I drink club soda and say "Club soda, please. Either lemon or lime, surprise me."


----------



## The Gabba Goul (Feb 11, 2005)

...Aaah...another topic about drinking...well seeing as how Dean Martin is one of my personal heros I cant resist posting...

Before dinner-Makers Mark Old Fashioned (if I trust the bartender's ability to make it properly), Saphire Martini stirred with one olive, or a Saphire Negroni...

After Dinner-Oban "over with a twist", or Macallan 18 "over with a twist", Grand Marnier or Navan (I'm not really a cognac drinker, so the infused stuff is as close as I get)

Partying-Goose "up", JW Black Label "up", Pravda "up", Remy "beautiful"

Lounging/Relaxing-Goose Kamikaze, Campari Tonic, Campari Remy, JW Black Label "Rocks", Ron Zacapa (if you can find it) "rocks", Meyers Kahlua, Remy Sidecar (made properly)

Early morning-Saphire tonic, Campari chardonay, Champagne cocktail (made properly)

Drinking Alone (not as bad as it sounds)-Royal Salute, JW Green Label, or just about any kind of Rum as long as it isnt Bacardi[xx(]...

These are just some of the more common drinks in my repertoire (sp?)...but depending on the mood and the event...I'll drink just about anything (once again, not as bad as it sounds )...

*****
"When you wear lapels like the swellest of swells, you can pass any mirror and...
*smile*
...You've either got or you haven't got style!!!"​


----------



## tom22 (Feb 19, 2004)

proper way to order drinks: "Ummm, make it a double."


----------



## KenR (Jun 22, 2005)

> quote:_Originally posted by the Gabba Goul_
> 
> or just about any kind of Rum as long as it isnt Bacardi


Not even Bacardi 8 year old?

Just picked up a bottle of Appleton Estate in Jamaica. Looking forward to trying it. Good to see another Dean Martin [8D] fan. My favorite too.

Question: Is Gabba Goul a takeoff on the word cappicola?


----------



## globetrotter (Dec 30, 2004)

shot, what ever the best bourbon or rye they have is, next to the best draft beer.


----------



## gmac (Aug 13, 2005)

» **Things to do**:
a: In the forum thread about ordering drinks, why does the Gabba Goul list Grand Marnier or Navan among the after-dinner choices? Answer in one to three sentences.
b: Carry on the forum thread about ordering drinks from its final line by writing the post that follows the heading for gmac.

» **Raw records**:
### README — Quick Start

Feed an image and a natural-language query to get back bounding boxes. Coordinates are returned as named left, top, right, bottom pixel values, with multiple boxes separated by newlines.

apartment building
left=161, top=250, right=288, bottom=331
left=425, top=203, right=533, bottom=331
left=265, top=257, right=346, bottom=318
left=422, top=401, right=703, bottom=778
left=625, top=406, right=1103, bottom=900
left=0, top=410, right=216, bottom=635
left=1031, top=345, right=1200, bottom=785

» **Responses by task**:
a: The Gabba Goul is not really a cognac drinker. Grand Marnier and Navan are infused liqueurs, and "the infused stuff" is as close to cognac as the Gabba Goul gets.

b:
> quote:_Originally posted by Karl89_
> 
> The proper way to order a drink is to do so on an expense account. Of course you should only do this over business but what constitutes business is very varied.
> 
> ...


Karl, we agree! I am genuinely glad!

Coming from the UK I was not a big tipper by habit but since moving to N America I have become much more enlightened. Tipping well encourages and fosters good service and makes it possible for servers to earn well and stay in the industry.

In the UK most servers are either sullen teenagers, transient antipodeans or people who are unqualified and unsuited for any other type of work. It does not, as you can imagine, lead to good service.

Here in Canada and in my travels in the US I have found the service to be on average far more professional and pleasant.

The best way to order a drink? Be polite and respectful, ask for advice where it may be useful - particularly when pairing wine with food - and avoid pretension, especially with regard to whisky. Very old (and expensive) single malts are an acquired taste and for most people they are an extravagance that is not worth the money.

For those beginning the journey to whisky knowledge you may wish to try this excellent lowland malt, not coincidentally made about a mile from where I grew up:
https://www.scotchwhisky.com/english/about/malts/glenkinb.htm

------------------


----------



## The Gabba Goul (Feb 11, 2005)

> quote:_Originally posted by KenR_
> 
> 
> 
> ...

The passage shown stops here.